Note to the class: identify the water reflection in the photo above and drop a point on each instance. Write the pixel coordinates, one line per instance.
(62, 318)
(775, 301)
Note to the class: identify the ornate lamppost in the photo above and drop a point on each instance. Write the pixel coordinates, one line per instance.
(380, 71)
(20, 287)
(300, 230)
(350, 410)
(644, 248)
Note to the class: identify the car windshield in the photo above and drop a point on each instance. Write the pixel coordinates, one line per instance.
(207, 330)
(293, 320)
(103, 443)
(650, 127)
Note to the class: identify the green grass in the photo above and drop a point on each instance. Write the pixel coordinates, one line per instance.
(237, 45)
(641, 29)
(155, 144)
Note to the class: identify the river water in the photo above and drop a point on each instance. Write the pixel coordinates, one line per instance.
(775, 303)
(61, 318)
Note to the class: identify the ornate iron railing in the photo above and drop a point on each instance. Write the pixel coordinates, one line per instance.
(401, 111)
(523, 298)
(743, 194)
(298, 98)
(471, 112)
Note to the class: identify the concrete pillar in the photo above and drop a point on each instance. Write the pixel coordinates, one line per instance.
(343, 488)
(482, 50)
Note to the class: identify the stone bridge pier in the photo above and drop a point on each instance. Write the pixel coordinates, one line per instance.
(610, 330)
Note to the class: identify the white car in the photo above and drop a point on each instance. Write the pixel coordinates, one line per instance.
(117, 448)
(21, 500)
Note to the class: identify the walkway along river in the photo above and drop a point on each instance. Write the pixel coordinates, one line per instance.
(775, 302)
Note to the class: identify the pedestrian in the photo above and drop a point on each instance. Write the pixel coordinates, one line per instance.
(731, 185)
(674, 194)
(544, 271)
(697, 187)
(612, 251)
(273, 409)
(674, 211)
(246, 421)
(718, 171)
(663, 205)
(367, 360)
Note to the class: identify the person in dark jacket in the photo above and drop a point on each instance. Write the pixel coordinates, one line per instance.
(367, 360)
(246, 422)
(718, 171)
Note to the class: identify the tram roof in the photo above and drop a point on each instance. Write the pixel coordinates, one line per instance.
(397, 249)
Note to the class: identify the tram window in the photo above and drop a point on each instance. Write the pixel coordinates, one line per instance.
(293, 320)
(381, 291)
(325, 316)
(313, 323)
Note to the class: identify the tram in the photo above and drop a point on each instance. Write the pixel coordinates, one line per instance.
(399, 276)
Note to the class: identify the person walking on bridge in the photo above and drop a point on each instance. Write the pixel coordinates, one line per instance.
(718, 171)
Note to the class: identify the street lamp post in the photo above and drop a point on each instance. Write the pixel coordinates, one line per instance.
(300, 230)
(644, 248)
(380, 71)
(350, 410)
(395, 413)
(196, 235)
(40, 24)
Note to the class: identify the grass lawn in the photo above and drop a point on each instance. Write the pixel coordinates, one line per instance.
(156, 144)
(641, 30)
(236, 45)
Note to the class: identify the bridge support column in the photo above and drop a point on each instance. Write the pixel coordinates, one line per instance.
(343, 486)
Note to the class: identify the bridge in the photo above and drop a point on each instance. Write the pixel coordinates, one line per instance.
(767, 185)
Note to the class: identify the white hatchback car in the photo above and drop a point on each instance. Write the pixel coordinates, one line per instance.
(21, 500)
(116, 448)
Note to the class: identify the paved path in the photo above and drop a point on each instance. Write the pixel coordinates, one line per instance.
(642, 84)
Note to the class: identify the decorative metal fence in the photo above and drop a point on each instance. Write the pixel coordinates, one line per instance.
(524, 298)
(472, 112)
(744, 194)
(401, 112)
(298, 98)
+++
▸ Activity
Each line of the material must be copied exactly.

▸ Solution below
Note to the class: identify the water reflection in the photo above and drop a point on each instance. Write the pixel coordinates, one line per instance.
(62, 318)
(775, 301)
Note to the class: identify the ornate lamppost in the photo above and drop a point on each instance. Write the pixel coordinates, one line per instance.
(380, 71)
(20, 287)
(300, 230)
(350, 410)
(644, 248)
Note to the class: identify the car windshield in the photo above and drop a point on each instance. Write the pixel coordinates, one line per instance.
(207, 330)
(293, 320)
(103, 443)
(650, 127)
Note to the class: identify the green grass in the photo above and drop a point on each instance. Write the pixel coordinates, one line per instance.
(237, 45)
(641, 29)
(155, 144)
Note to the class: identify the river water in the photo above and drop a point on each instance. Write the pixel coordinates, one line per instance.
(775, 303)
(61, 318)
Note to the class: identify the ornate iron railing in the photo above and drop a point on each instance. Write the pixel coordinates, one line per instance.
(401, 111)
(523, 298)
(743, 194)
(298, 98)
(471, 112)
Note to the class: identify the concrete pillar in the photo above and drop a point on each instance. Write the pixel coordinates, one line per instance.
(343, 488)
(482, 50)
Note to the class: identify the stone bridge pier in the photo above and drop a point on each instance. Write the pixel coordinates, one line per instance.
(610, 330)
Note to the class: identify the white car in the photo above and drop a point on each instance. Write the pixel coordinates, one line per instance.
(117, 448)
(21, 500)
Note to the class: identify the walkway along river in the photo above and drop a point on each instance. Write the pixel coordinates, one line per instance.
(775, 302)
Note to the class: identify the pedestrian in the photo above and drop a point on each instance. Write the pixel coordinates, one line per instance.
(731, 185)
(674, 194)
(544, 271)
(697, 187)
(612, 251)
(273, 409)
(674, 211)
(246, 421)
(718, 171)
(663, 205)
(367, 360)
Note to the class: identify the person in dark jacket in the photo above and drop a point on each instance. Write the pixel coordinates, one line per instance.
(367, 360)
(246, 422)
(718, 171)
Note to the class: identify the tram roof in the photo above and drop a point on each instance. Write the pixel coordinates, one line per instance.
(397, 249)
Note to the class: identify the tram window in the photo above and drop a point on each instance. Write the pixel coordinates, one line per instance.
(293, 320)
(381, 291)
(325, 316)
(313, 323)
Note to the class: identify the tram in the photo above and drop a point on each instance. Write the pixel coordinates, one line per instance.
(399, 276)
Note to the class: identify the person walking on bridge in the photo above and drop a point on each instance. Write the pixel coordinates, one line per instance.
(718, 171)
Note to the class: identify the street lamp post in the photo above and drop a point on each instance. Write the pixel coordinates, one line per instance.
(300, 230)
(644, 248)
(380, 71)
(350, 410)
(395, 413)
(196, 235)
(40, 24)
Note to the class: identify the grass lawn in the photo above and drop a point on each instance. Write the pixel coordinates, one line per instance.
(156, 144)
(641, 30)
(236, 45)
Note to the class: identify the bridge support column in the photo above and drop a point on each instance. Write the pixel coordinates, one line per instance.
(343, 486)
Note to the class: identify the bridge in the photo above and drop a point on each instance. Write the pixel coordinates, one line per instance.
(767, 185)
Note to the class: identify the white hatchback car in the photo above and drop a point on each instance. Write the pixel coordinates, one line per instance.
(21, 500)
(116, 448)
Note to the class: identify the paved path in the photo above and drop a point on each instance. Write the pixel coordinates, one line per instance.
(642, 84)
Note to the class: identify the decorative metal fence in the photo above and drop a point on each instance. Write the pixel coordinates, one line per instance.
(524, 298)
(472, 112)
(744, 194)
(401, 112)
(298, 98)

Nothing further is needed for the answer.